* **What needs to be done**
From the entries below, copy exactly the lines from the one that contains "Place a point on every instance of the sky, shaped" through the one that contains "pixel 44 157", both included, and only those.

*** Provided data ***

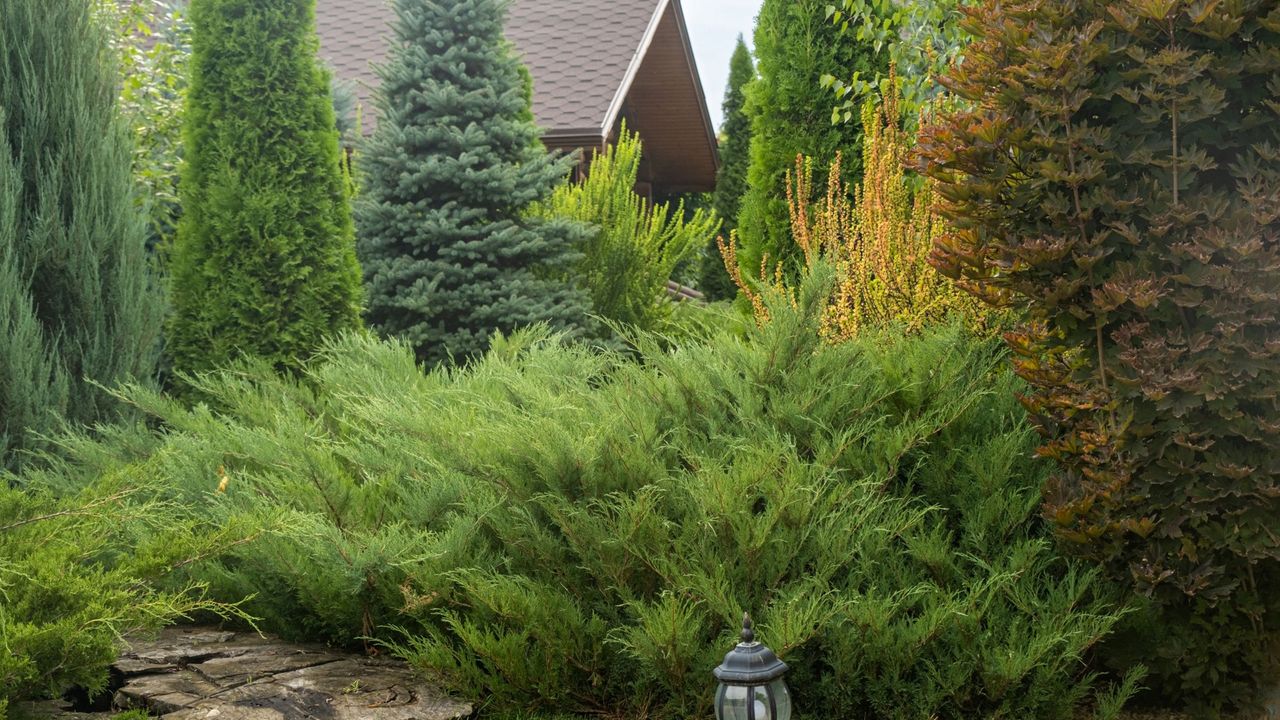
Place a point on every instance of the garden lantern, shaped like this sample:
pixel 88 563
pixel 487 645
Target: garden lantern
pixel 752 686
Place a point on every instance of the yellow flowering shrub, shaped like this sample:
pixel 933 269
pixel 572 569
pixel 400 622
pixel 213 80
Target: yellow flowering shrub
pixel 878 238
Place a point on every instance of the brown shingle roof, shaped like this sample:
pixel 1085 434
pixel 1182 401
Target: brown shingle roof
pixel 598 37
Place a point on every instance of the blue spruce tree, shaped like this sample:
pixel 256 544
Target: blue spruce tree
pixel 448 253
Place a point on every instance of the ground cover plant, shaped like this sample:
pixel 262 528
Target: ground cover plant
pixel 78 304
pixel 566 529
pixel 81 570
pixel 1123 186
pixel 449 251
pixel 264 263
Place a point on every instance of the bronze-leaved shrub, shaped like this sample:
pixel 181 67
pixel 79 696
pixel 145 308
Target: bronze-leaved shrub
pixel 1116 169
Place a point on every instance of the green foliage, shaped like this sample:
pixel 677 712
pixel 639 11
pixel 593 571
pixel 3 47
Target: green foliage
pixel 636 245
pixel 922 39
pixel 557 528
pixel 1121 183
pixel 735 151
pixel 264 263
pixel 78 573
pixel 449 254
pixel 791 115
pixel 152 42
pixel 77 300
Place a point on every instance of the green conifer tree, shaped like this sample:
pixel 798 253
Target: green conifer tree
pixel 735 159
pixel 264 261
pixel 77 301
pixel 795 46
pixel 448 251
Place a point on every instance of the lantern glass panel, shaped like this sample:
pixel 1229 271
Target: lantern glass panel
pixel 731 702
pixel 781 700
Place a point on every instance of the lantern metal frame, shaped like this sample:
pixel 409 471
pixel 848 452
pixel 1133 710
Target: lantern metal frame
pixel 750 665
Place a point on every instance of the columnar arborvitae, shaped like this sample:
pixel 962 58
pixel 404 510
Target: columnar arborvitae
pixel 449 256
pixel 790 112
pixel 735 156
pixel 264 263
pixel 77 302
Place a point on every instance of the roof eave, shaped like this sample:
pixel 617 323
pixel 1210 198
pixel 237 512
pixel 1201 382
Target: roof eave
pixel 698 85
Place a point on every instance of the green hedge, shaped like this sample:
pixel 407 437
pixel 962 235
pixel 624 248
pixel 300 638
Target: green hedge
pixel 562 529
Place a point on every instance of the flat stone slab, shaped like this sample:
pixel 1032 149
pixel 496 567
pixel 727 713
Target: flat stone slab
pixel 202 674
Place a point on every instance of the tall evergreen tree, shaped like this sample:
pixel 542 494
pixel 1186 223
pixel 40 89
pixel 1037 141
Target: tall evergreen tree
pixel 77 301
pixel 448 251
pixel 264 263
pixel 735 159
pixel 790 112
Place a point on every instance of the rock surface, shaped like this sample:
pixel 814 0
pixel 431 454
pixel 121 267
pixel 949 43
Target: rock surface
pixel 199 674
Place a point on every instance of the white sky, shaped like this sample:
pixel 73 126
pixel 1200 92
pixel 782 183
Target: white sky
pixel 713 27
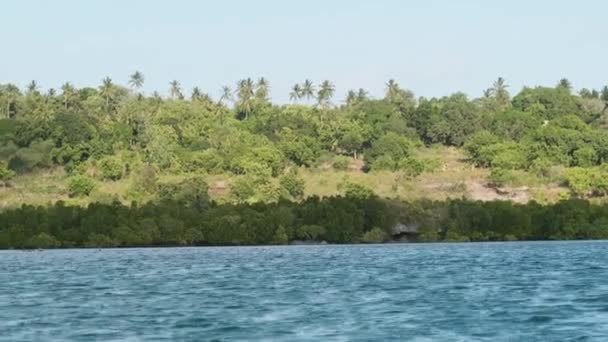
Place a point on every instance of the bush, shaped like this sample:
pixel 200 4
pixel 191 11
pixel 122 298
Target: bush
pixel 110 168
pixel 412 166
pixel 190 192
pixel 5 173
pixel 144 180
pixel 243 189
pixel 208 160
pixel 384 162
pixel 310 232
pixel 80 185
pixel 280 236
pixel 341 163
pixel 376 235
pixel 500 177
pixel 293 184
pixel 42 240
pixel 356 190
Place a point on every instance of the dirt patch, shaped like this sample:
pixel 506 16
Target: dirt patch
pixel 480 191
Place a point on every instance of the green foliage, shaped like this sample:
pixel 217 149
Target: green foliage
pixel 144 180
pixel 375 235
pixel 341 163
pixel 192 191
pixel 500 177
pixel 293 184
pixel 110 168
pixel 355 190
pixel 476 143
pixel 391 147
pixel 42 240
pixel 5 173
pixel 80 185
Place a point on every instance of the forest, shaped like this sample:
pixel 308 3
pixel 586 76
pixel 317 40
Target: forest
pixel 115 166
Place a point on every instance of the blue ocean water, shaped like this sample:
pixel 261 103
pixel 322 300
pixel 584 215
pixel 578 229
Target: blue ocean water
pixel 550 291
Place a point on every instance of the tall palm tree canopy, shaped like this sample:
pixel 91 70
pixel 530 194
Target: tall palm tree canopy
pixel 308 89
pixel 136 80
pixel 296 93
pixel 176 90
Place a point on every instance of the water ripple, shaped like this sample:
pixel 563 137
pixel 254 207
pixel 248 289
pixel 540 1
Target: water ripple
pixel 440 292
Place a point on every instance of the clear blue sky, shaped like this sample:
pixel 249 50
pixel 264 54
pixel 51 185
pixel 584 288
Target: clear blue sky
pixel 432 47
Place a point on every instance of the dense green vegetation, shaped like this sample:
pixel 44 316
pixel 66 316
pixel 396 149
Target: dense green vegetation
pixel 185 217
pixel 166 149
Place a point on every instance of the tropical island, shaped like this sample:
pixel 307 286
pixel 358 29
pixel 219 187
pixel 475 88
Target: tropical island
pixel 112 166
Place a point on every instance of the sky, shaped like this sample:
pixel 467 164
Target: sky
pixel 433 47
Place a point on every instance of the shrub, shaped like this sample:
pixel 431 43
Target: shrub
pixel 243 188
pixel 190 192
pixel 355 190
pixel 376 235
pixel 110 168
pixel 500 177
pixel 144 180
pixel 208 160
pixel 310 232
pixel 384 162
pixel 293 184
pixel 412 166
pixel 80 185
pixel 5 173
pixel 42 240
pixel 280 236
pixel 341 163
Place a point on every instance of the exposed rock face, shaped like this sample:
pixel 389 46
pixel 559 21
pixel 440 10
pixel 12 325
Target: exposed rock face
pixel 405 229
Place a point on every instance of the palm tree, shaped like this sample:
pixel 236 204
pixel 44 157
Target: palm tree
pixel 12 92
pixel 564 83
pixel 604 97
pixel 176 90
pixel 500 92
pixel 351 97
pixel 245 96
pixel 226 94
pixel 325 93
pixel 196 94
pixel 308 90
pixel 262 89
pixel 106 90
pixel 68 94
pixel 136 80
pixel 362 95
pixel 296 93
pixel 32 87
pixel 393 90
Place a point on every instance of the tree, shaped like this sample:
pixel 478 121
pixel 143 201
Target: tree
pixel 296 93
pixel 32 88
pixel 262 90
pixel 80 186
pixel 392 90
pixel 136 80
pixel 565 84
pixel 196 94
pixel 325 93
pixel 604 97
pixel 6 174
pixel 245 95
pixel 308 90
pixel 226 94
pixel 501 94
pixel 176 90
pixel 68 94
pixel 106 90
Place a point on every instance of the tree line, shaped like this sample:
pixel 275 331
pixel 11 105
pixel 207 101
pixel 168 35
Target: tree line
pixel 184 216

***

* **Finished exercise**
Place a point on every instance of the sky, shaped like this sample:
pixel 467 164
Target: sky
pixel 433 47
Place a point on every instance of the shrub, shaped like this sample:
pixel 431 43
Target: shrub
pixel 243 188
pixel 190 192
pixel 355 190
pixel 376 235
pixel 110 168
pixel 500 177
pixel 144 180
pixel 208 160
pixel 310 232
pixel 384 162
pixel 293 184
pixel 412 166
pixel 80 185
pixel 5 173
pixel 42 240
pixel 280 236
pixel 341 163
Place a point on every instance of the exposed rock face, shaped like this sample:
pixel 389 46
pixel 559 21
pixel 440 10
pixel 12 325
Target: exposed rock face
pixel 405 229
Place a point on every instance of the palm tree, shaped like this sample:
pixel 236 204
pixel 44 157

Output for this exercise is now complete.